**Passage shown**.
++++

Presidential Green Chemistry Challenge: 2009 Designing Greener Chemicals Award
The Procter & Gamble Company
Cook Composites and Polymers Company (Chempol® technology acquired by Arkema Coating Resins)
Chempol® MPS Resins and Sefose® Sucrose Esters Enable High-Performance Low-VOC Alkyd Paints and Coatings
Innovation and Benefits: Conventional oil-based "alkyd" paints provide durable, high-gloss coatings but use hazardous solvents. Procter & Gamble and Cook Composites and Polymers are developing innovative Chempol® MPS paint formulations using biobased Sefose® oils to replace petroleum-based solvents. Sefose® oils, made from sugar and vegetable oil, enable new high-performance alkyd paints with less than half the solvent. Paints with less hazardous solvent will help improve worker safety, reduce fumes indoors as the paint dries, and improve air quality.

++++

**Dataset entries**.
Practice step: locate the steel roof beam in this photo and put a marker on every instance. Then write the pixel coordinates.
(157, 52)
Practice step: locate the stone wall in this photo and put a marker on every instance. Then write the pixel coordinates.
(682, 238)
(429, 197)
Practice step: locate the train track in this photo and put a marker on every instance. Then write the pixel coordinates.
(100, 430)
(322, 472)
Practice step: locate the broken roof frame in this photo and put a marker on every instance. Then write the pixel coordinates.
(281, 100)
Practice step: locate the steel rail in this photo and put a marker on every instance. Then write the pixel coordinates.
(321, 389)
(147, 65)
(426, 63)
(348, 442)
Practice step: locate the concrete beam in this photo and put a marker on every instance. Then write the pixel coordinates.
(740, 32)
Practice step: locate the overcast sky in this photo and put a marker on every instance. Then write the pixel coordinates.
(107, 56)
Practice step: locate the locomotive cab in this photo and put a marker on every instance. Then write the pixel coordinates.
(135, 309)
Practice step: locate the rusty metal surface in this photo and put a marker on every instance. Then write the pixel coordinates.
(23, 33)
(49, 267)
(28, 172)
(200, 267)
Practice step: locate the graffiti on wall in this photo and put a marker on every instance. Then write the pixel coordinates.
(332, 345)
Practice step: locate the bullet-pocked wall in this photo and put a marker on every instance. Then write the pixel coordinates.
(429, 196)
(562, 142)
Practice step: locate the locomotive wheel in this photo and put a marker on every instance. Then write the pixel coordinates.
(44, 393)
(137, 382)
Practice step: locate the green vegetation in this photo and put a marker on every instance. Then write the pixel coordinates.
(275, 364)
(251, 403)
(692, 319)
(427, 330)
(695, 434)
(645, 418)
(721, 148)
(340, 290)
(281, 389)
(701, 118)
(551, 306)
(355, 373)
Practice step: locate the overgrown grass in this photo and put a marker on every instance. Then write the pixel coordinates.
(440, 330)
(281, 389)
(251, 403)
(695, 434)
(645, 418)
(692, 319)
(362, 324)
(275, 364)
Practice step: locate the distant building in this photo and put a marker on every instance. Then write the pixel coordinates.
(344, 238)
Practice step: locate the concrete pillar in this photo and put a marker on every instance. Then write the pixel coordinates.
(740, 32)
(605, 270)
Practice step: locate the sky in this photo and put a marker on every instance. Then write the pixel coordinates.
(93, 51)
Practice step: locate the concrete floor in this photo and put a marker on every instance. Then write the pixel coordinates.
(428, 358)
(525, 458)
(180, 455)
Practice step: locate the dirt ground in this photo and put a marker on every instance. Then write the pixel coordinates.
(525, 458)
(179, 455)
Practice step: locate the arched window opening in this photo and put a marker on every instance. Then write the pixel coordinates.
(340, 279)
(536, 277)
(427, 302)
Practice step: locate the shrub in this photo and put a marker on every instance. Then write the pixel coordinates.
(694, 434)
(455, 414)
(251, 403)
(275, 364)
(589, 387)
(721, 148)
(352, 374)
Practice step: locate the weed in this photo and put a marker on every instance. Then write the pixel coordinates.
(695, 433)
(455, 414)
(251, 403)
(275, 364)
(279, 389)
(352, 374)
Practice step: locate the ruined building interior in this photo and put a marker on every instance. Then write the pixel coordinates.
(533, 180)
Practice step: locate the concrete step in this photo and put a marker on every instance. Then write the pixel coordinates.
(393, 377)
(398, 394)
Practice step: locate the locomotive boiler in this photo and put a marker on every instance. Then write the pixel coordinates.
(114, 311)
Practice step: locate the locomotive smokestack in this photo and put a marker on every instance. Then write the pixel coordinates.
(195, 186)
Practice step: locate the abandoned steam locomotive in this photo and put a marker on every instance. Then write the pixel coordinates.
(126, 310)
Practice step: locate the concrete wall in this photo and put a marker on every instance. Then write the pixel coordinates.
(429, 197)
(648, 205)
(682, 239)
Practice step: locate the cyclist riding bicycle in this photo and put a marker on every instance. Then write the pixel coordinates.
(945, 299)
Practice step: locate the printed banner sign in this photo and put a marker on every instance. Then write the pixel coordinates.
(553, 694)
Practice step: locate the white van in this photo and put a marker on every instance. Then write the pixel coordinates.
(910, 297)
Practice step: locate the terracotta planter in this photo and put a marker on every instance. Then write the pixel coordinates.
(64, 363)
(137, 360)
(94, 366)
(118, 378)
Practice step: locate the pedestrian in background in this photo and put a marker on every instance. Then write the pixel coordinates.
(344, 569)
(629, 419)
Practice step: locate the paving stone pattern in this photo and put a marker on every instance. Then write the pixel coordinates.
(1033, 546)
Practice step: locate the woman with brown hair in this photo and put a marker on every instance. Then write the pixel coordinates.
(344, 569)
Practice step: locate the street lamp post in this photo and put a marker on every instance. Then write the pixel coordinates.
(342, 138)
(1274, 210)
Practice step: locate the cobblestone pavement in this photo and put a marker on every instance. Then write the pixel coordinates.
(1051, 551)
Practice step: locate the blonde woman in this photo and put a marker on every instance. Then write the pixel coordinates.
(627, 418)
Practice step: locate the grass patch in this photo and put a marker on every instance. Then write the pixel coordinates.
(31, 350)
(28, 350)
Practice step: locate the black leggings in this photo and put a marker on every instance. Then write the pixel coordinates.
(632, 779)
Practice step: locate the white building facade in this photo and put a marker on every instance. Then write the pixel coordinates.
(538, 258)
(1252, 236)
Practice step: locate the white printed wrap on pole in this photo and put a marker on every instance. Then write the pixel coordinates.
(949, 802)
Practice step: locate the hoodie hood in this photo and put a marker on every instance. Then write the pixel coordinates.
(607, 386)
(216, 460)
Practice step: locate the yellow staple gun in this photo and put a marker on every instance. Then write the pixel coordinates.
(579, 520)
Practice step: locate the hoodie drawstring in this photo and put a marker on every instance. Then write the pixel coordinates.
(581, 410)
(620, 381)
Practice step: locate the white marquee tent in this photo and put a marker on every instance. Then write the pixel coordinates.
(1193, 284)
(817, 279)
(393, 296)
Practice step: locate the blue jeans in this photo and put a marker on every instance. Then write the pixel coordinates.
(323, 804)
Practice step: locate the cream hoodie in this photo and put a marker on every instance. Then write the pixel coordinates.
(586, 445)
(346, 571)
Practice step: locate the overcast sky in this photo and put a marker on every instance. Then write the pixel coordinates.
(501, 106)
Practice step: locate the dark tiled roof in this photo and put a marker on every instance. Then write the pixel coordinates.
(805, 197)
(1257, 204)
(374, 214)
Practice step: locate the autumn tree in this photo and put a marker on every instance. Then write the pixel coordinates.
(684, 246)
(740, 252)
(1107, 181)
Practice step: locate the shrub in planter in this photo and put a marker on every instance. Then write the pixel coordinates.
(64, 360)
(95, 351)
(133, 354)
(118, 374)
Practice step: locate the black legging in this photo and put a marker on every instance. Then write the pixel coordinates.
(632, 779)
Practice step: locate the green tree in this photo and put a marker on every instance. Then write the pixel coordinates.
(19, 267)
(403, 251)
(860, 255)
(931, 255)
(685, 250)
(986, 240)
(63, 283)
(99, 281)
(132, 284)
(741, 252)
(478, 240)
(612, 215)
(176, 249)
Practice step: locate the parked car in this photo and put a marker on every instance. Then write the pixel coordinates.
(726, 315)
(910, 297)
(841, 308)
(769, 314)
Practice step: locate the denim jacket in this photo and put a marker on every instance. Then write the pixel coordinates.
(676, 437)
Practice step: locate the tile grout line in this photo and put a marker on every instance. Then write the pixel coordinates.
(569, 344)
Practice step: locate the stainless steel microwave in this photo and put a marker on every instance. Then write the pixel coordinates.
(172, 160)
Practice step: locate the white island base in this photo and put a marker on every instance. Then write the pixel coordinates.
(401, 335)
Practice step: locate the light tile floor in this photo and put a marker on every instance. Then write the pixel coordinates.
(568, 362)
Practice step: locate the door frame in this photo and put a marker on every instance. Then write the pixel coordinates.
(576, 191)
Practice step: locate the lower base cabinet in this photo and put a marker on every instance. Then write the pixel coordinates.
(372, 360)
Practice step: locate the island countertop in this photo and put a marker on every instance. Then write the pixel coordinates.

++++

**Exercise tasks**.
1) In the award text on low-VOC alkyd paints, rewrite the paragraph beginning "Innovation and Benefits: Conventional oil-based" as a short bulleted list that keeps its main facts.
2) According to the award text on low-VOC alkyd paints, what are Sefose® oils made from?
3) Carry on writing the award text on low-VOC alkyd paints after its final sentence.

**Results of the tasks**.
1)
- Conventional oil-based alkyd paints give durable, high-gloss coatings but use hazardous solvents.
- Procter & Gamble and Cook Composites and Polymers are developing Chempol® MPS paint formulations that use biobased Sefose® oils in place of petroleum-based solvents.
- Sefose® oils are made from sugar and vegetable oil and enable high-performance alkyd paints with less than half the solvent.
- Using less hazardous solvent will help improve worker safety, reduce indoor fumes while the paint dries, and improve air quality.

2) Sugar and vegetable oil.

3)
Summary of Technology: Solvent-borne alkyd coatings are in demand because they are cost-effective and high-performing in many applications including architectural finishes, industrial metal, and equipment for agriculture and construction. Millions of gallons of these paints and coatings are sold in the United States and around the world. Conventional alkyd resin paints and coatings require large amounts of volatile solvents to solubilize the organic components and attain appropriate viscosities. These solvents contribute to the formation of ground-level ozone and smog. Low-VOC alkyd coatings exist, but suffer from inferior performance. Some take too long to dry; others use substitute, VOC-exempt solvents that tend to be expensive and often have an undesired odor or other inferior performance. Low-VOC, waterborne acrylic latex paints are also available, but they have performance trade-offs such as low gloss and reduced corrosion resistance compared to solvent-borne alkyd coatings.
The Procter & Gamble Company (P&G) and Cook Composites and Polymers Company (CCP) have collaborated to develop a new alkyd resin technology that enables formulation of paints and coatings with less than half the VOCs of solvent-borne alkyd coatings. These alkyd formulations are enabled by Sefose® sucrose esters, which are prepared from renewable feedstocks by esterifying sucrose with fatty acids in a patented, solventless process. The molecular architecture and functional density of Sefose® are controlled by selecting natural oil feedstocks with optimal fatty acid chain length distribution, unsaturation level, and degree of esterification. In applied paint films, Sefose® undergoes auto-oxidative cross-linking with other constituents and becomes an integral part of the coating films. Chempol® MPS alkyd resins are specially formulated to deliver performance advantages such as fast drying, high gloss, film toughness, and increased renewable content.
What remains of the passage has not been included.